Problems to solve:
1/ Answer these questions from the article on the Paraguay supermarket fire:
(a) How many people at least did the blaze kill?
(b) Where was the supermarket located?
(c) Who said that the emergency exit was welded?
2/ Could you reproduce the supermarket fire article between "The drama had" and "shut, he added.", inclusive, renaming "Asuncion" to "Asunción"?
3/ What comes next in the report on the Paraguay supermarket fire? Continue it from its last sentence.

Extract:
——————————
Prosecutors believe the owner of the mall ordered to shut exit doors to keep shoppers from fleeing without paying, as the whole place turned into an inferno.
People had to escape from the packed supermarket making holes in the wall.
Survivors of a supermarket blaze in Paraguay that killed on Sunday at least 423 people as other 139 are still missing, confirmed that exit doors were locked as they were desperately trying to escape from the inferno in which the whole place had turned after a gas leakage led to a series of explosions inside the packed mall. Prosecutors, probing allegations that guards locked exit doors to keep shoppers from fleeing without paying for their groceries, asked the courts to keep the supermarket president, his son and four guards in custody pending further investigation.
The drama had begun on Sunday noon in a popular supermarket located in the outskirts of Asuncion, Paraguayan Capital. The place turned into a deadly trap for hundreds of customers that packed the mall at that time, when they could not escape from the fire as all the exit doors were closed.
The owner of the supermarket denied accusations that he had greedily ordered to close the doors, but witnesses confirmed such versions, as well as one of the security guards. "There are several witnesses who saw how they shut the doors to the supermarket and we also confirmed that the emergency exit was welded," Paraguayan Police Chief Humberto Nunez said. Firefighters had found the main doors shut, he added.
——————————
Dataset content:
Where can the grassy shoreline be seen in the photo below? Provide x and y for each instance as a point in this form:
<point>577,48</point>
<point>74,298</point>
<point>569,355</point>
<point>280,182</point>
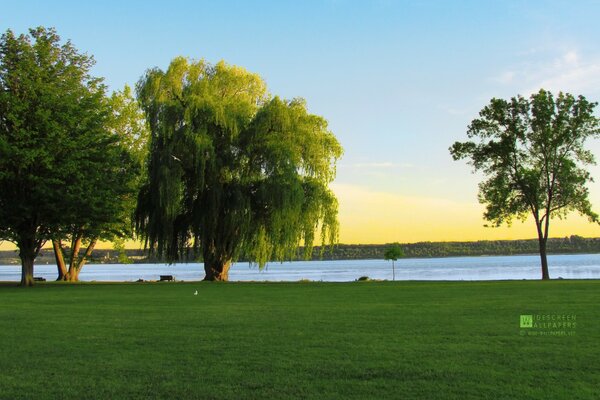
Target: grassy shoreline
<point>434,340</point>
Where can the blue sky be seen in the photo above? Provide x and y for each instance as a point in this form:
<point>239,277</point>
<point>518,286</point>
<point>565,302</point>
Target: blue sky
<point>398,81</point>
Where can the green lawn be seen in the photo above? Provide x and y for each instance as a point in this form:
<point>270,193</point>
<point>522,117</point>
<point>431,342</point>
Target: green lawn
<point>379,340</point>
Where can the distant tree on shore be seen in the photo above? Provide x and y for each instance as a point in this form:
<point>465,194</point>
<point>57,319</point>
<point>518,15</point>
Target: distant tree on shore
<point>533,154</point>
<point>393,253</point>
<point>232,170</point>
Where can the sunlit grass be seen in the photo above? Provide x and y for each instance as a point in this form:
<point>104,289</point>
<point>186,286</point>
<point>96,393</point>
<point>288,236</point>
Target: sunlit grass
<point>380,340</point>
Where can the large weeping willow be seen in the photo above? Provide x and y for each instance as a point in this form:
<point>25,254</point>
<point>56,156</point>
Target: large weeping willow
<point>231,170</point>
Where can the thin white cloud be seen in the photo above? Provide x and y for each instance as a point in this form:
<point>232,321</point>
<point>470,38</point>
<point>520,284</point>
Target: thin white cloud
<point>378,165</point>
<point>567,71</point>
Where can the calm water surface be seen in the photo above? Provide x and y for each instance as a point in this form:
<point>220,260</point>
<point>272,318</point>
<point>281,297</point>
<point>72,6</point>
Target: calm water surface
<point>581,266</point>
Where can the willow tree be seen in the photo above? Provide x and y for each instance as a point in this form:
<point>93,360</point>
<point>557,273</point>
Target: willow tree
<point>533,154</point>
<point>232,170</point>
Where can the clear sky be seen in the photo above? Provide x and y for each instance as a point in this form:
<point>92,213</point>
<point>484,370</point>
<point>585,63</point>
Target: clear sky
<point>398,81</point>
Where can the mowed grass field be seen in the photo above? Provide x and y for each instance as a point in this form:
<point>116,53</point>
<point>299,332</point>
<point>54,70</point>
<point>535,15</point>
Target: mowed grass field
<point>361,340</point>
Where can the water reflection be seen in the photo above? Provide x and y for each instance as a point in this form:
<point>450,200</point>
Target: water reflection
<point>581,266</point>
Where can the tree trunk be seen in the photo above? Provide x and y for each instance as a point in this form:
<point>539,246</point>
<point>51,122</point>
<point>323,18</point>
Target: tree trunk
<point>77,263</point>
<point>217,271</point>
<point>217,261</point>
<point>544,258</point>
<point>28,250</point>
<point>27,259</point>
<point>60,260</point>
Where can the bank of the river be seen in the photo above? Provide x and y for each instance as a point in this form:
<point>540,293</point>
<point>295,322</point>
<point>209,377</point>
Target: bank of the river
<point>567,245</point>
<point>374,340</point>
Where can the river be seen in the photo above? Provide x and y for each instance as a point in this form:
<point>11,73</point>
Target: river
<point>580,266</point>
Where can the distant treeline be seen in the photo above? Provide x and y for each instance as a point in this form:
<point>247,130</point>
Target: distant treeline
<point>567,245</point>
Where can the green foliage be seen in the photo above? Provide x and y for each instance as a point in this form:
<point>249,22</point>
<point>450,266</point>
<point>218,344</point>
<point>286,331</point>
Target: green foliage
<point>394,252</point>
<point>533,155</point>
<point>232,170</point>
<point>55,154</point>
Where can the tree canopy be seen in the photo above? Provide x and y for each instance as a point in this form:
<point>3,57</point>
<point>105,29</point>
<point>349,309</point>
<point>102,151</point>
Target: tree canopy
<point>393,253</point>
<point>57,158</point>
<point>532,152</point>
<point>115,188</point>
<point>231,169</point>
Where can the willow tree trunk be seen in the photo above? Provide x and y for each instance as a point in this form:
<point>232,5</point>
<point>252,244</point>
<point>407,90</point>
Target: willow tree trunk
<point>77,263</point>
<point>28,250</point>
<point>27,257</point>
<point>216,264</point>
<point>60,260</point>
<point>544,259</point>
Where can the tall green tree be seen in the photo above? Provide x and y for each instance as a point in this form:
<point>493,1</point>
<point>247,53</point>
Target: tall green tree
<point>114,192</point>
<point>232,170</point>
<point>532,152</point>
<point>52,134</point>
<point>393,253</point>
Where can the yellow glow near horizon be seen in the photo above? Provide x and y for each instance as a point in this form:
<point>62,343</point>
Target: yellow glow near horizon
<point>368,217</point>
<point>377,217</point>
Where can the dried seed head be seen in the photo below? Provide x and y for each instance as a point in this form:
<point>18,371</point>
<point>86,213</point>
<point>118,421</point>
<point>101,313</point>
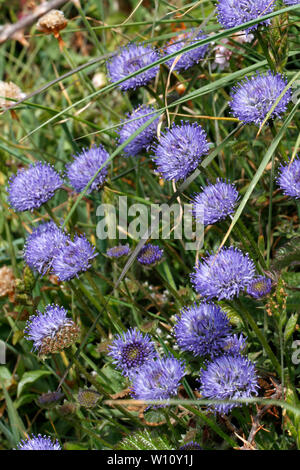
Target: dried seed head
<point>88,398</point>
<point>7,281</point>
<point>53,22</point>
<point>9,91</point>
——————————
Answers for this exercise:
1/
(a) At least 423 people.
(b) In the outskirts of Asuncion, the Paraguayan capital.
(c) Paraguayan Police Chief Humberto Nunez.

2/
The drama had begun on Sunday noon in a popular supermarket located in the outskirts of Asunción, Paraguayan Capital. The place turned into a deadly trap for hundreds of customers that packed the mall at that time, when they could not escape from the fire as all the exit doors were closed.
The owner of the supermarket denied accusations that he had greedily ordered to close the doors, but witnesses confirmed such versions, as well as one of the security guards. "There are several witnesses who saw how they shut the doors to the supermarket and we also confirmed that the emergency exit was welded," Paraguayan Police Chief Humberto Nunez said. Firefighters had found the main doors shut, he added.

3/
Newspaper photographs showed people outside the market trying to break windows to free those asphyxiating inside. Officials said the fire was caused by a gas explosion near the food court.
Despite took place in a middle-class area, the tragedy, the worst accidental disaster in Paraguay’s history, has deeply shocked the impoverished people of this South American nation. Many believe the malicious behaviour of a greedy businessman made the death toll rise to appalling levels.
President Nicanor Duarte Frutos called for a rapid investigation "so those responsible are punished with the full force of the law". He said a "majority" of the exits appeared locked. "As we ran to the exit, I looked back and saw a ball of fire and the roof fall on several people," said survivor Liz Torres, whose face and hands were completely blackened.
A large number of children, who had accompanied their parents on regular Sunday shopping trips, were among the dead. And many entire families perished together, as well.
Carbonized corpses were flooding since Sunday all Asuncion’s hospitals, as sanitarian aid was sent from Brazil, Spain, Argentina and the United States, to cover Paraguayan needs. The magnitude of the disaster stretched the public services of one of South America's poorest countries. Hospitals were overwhelmed by patients suffering from burns and lung damage.
Paraguay has been signalled as one of the most corrupted countries of South America. Today, country’s justice can probe to its community and the whole world that such fame is groundless and is able to independently try and condemn those liable for the massacre.